[start EXTRACTED MATERIAL]
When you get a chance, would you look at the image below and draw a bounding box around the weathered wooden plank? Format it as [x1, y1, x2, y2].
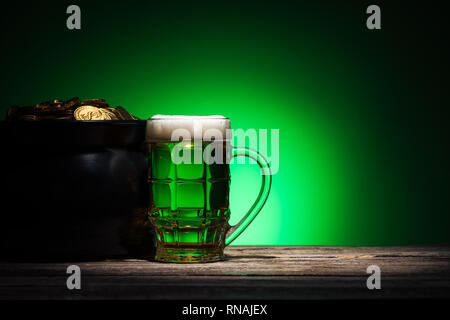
[0, 246, 450, 299]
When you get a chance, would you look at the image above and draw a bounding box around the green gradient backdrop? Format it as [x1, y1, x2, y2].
[1, 1, 450, 245]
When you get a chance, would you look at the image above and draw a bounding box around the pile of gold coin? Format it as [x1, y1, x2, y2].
[6, 98, 138, 121]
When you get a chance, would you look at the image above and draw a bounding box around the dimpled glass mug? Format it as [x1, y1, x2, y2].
[146, 116, 272, 262]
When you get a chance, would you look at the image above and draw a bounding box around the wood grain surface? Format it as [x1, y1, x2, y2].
[0, 246, 450, 300]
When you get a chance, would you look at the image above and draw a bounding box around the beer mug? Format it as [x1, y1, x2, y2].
[146, 116, 272, 262]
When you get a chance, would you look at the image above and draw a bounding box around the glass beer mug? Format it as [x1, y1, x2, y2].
[147, 116, 272, 262]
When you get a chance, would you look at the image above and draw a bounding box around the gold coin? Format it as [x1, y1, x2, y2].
[73, 106, 112, 120]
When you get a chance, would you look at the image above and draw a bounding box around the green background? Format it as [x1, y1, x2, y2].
[1, 1, 450, 245]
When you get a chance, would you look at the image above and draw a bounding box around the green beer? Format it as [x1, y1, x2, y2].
[147, 117, 270, 262]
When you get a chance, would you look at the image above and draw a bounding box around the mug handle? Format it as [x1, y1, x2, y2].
[225, 147, 272, 246]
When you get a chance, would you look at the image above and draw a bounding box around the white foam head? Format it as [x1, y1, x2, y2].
[146, 115, 230, 142]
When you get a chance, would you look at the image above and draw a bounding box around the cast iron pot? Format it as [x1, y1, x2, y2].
[0, 121, 154, 260]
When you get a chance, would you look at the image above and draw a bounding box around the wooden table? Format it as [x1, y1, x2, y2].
[0, 246, 450, 299]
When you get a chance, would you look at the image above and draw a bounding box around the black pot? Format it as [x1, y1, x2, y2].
[0, 121, 154, 260]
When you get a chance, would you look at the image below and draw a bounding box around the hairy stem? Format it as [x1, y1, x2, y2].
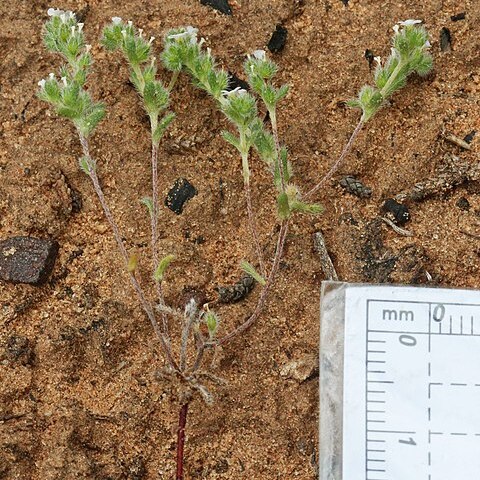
[end EXTRACTED MATERIAL]
### WHAT THE TASK REQUIRES
Render each line of the items above as a Markdown table with the columns "Row" and "Item line," numbering the rows and skipping any blank lines. Leave the pictures out.

### RIGHT ANSWER
| Row | Item line |
|---|---|
| 1 | When you get a chance, would you look at the image below and draw a bounding box around the weathered wooden plank? Format it as [x1, y1, x2, y2]. |
| 2 | [0, 246, 450, 299] |
| 3 | When you get a chance, would you look at the image above and draw a bounding box around the green gradient backdrop? Format it as [x1, y1, x2, y2]. |
| 4 | [1, 1, 450, 245] |
| 5 | When you get a chance, would you look at the image above and draw a bounding box around the pile of gold coin? Format it as [x1, y1, x2, y2]. |
| 6 | [6, 98, 138, 121] |
| 7 | When you get a chance, would you look at the image above and draw a bounding box around the dimpled glass mug? Format it as [x1, y1, x2, y2]. |
| 8 | [146, 116, 272, 262] |
| 9 | When you get a chance, would you look at the image above and draw a bounding box around the wood grain surface? Format it as [x1, y1, x2, y2]. |
| 10 | [0, 246, 450, 300] |
| 11 | When you get a chance, would you look at the image above and draw a bounding box around the beer mug? Format it as [x1, y1, x2, y2]. |
| 12 | [146, 116, 272, 262] |
| 13 | When you get a chance, would you look at the image above and draw a bounding box around the glass beer mug? Format it as [x1, y1, x2, y2]. |
| 14 | [147, 116, 272, 262] |
| 15 | When you get a chance, would you look at the image above and draw a bounding box around the gold coin? Format it as [x1, y1, x2, y2]. |
| 16 | [73, 106, 112, 120] |
| 17 | When you get a chance, would you look at the image above and draw a bounding box around the green background? Format it as [x1, y1, x2, y2]. |
| 18 | [1, 1, 450, 245] |
| 19 | When you get a chance, would you look at the image above and draw a bounding box around the green beer? Format it as [x1, y1, x2, y2]. |
| 20 | [147, 117, 270, 262] |
| 21 | When you get a chance, would you look at the image above and draw a bounding box around the mug handle? Format it as [x1, y1, x2, y2]. |
| 22 | [225, 147, 272, 246] |
| 23 | When you get a chance, would you look at the image above and draw a bounding box around the white foam head? Format it as [x1, y1, x2, y2]. |
| 24 | [146, 115, 230, 142] |
| 25 | When you get a chance, would you look at the image above and draw a bounding box around the cast iron pot? Format it as [x1, y1, x2, y2]. |
| 26 | [0, 121, 154, 260] |
| 27 | When you get a chance, would you look at the image above and draw a bounding box around the wooden table? Format it as [x1, y1, x2, y2]. |
| 28 | [0, 246, 450, 299] |
| 29 | When you get a chance, would you look at the image above and draw a bounding box around the black pot? Format it as [x1, y1, x2, y2]. |
| 30 | [0, 121, 154, 260] |
| 31 | When you get a chance, would you look at the image below and draw a bounding box around the hairy stem? Format it as [x1, y1, x2, y2]. |